TASK » Below are some records; write them all out again exactly.

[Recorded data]
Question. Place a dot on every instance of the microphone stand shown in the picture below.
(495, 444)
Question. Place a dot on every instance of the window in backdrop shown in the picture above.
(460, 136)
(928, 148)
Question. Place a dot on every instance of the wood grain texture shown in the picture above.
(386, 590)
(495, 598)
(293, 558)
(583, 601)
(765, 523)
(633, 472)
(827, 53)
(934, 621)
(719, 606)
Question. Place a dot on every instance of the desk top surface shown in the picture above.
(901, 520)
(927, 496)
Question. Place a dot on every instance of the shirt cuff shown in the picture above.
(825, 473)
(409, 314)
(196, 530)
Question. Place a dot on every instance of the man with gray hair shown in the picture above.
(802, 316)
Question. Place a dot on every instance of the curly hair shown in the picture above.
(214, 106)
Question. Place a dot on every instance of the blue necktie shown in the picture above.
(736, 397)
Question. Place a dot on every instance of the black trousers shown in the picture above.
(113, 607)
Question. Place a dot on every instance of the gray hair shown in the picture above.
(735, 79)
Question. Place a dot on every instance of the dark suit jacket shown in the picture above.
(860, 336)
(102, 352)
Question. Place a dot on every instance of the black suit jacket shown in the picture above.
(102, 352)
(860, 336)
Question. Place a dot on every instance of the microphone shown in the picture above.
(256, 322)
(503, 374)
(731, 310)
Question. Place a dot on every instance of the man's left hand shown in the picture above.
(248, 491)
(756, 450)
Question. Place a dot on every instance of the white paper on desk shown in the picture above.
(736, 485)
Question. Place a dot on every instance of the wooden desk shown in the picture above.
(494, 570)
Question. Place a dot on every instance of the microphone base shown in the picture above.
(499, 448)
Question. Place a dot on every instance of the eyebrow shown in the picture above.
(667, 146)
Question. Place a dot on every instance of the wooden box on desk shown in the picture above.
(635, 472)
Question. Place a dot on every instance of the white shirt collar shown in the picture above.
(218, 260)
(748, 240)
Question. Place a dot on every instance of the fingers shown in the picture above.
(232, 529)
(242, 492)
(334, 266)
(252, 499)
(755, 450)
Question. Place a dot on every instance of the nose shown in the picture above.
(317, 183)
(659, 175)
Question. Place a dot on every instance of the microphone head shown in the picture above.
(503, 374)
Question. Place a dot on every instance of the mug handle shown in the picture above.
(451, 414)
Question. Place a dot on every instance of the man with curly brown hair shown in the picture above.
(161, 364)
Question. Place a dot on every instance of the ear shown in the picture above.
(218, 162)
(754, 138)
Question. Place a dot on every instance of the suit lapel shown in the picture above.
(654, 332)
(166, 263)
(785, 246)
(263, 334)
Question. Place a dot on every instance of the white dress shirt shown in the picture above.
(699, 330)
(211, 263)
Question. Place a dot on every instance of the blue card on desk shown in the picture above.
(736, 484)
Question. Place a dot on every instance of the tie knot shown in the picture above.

REPLY TO THE TASK »
Question. Place a dot on every instance of the microphone stand shown in the picture below.
(495, 444)
Question. Place a dot on every instance of the window in backdrop shown in the picture above.
(460, 136)
(928, 148)
Question. Place a dot on every instance of the wood grain texture shown in the picture above.
(386, 590)
(495, 598)
(293, 558)
(583, 601)
(765, 523)
(633, 472)
(827, 53)
(934, 621)
(719, 606)
Question. Place a dot on every instance of the desk top surface shown in the picture above.
(901, 520)
(927, 496)
Question. Place a dot on every instance of the shirt cuff shown in the picture above.
(825, 473)
(409, 314)
(196, 530)
Question. Place a dot on every instance of the man with gray hair shown in the picture above.
(802, 316)
Question. Place a dot on every instance of the curly hair shown in the picture above.
(214, 106)
Question. Place a dot on every instance of the blue necktie shown in the picture above.
(736, 397)
Question. Place a dot on every instance of the black trousers shown in the picture above.
(113, 607)
Question. Place a dot on every instance of the gray hair shown in the picture above.
(735, 79)
Question. Place a dot on every instance of the dark suit jacket shown in the picture above.
(860, 336)
(102, 352)
Question. Place a dot on every instance of the black suit jacket shown in the picture above.
(102, 352)
(860, 336)
Question. Place a dot on every instance of the microphone shown in the picture above.
(256, 322)
(503, 374)
(731, 310)
Question. Place a dot on every instance of the man's left hand shown in the picture above.
(248, 491)
(756, 450)
Question. Place a dot on every instance of the white paper on desk shown in the picture above.
(736, 485)
Question. Place a dot on every instance of the wooden desk shown in the picture above.
(494, 570)
Question. Place a dot on every instance of the microphone base shown in the picture above.
(499, 448)
Question. Place a dot on every instance of the eyebrow shown in the picture above.
(667, 146)
Question. Place a dot on every instance of the wooden box on desk shown in the picture above.
(635, 472)
Question. Place a dot on every instance of the white shirt collar shown in the picture above.
(218, 260)
(748, 240)
Question. Place a dot on every instance of the fingers shown in the picture above.
(232, 529)
(242, 492)
(334, 266)
(252, 499)
(755, 450)
Question. Place a dot on every instance of the nose shown in the picture above.
(317, 183)
(659, 175)
Question. Place a dot on every instance of the microphone head shown in the picture above.
(503, 374)
Question. Place a dot on every instance of the mug handle shown in the picture above.
(451, 414)
Question. Place a dot on every instance of the man with curly brown hair shown in the picture above.
(161, 364)
Question. Place a dot on every instance of the ear shown in the picture above.
(218, 162)
(754, 138)
Question. Place a dot on every instance of the suit lapel shown in the picture above.
(654, 332)
(166, 263)
(785, 246)
(263, 334)
Question. Place a dot on every instance of the white dress shirt shown in the picture above.
(699, 330)
(211, 263)
Question. Place a dot on every instance of the blue card on desk shown in the picture above.
(736, 484)
Question. Place a dot on every instance of the tie knot shown in the picture above.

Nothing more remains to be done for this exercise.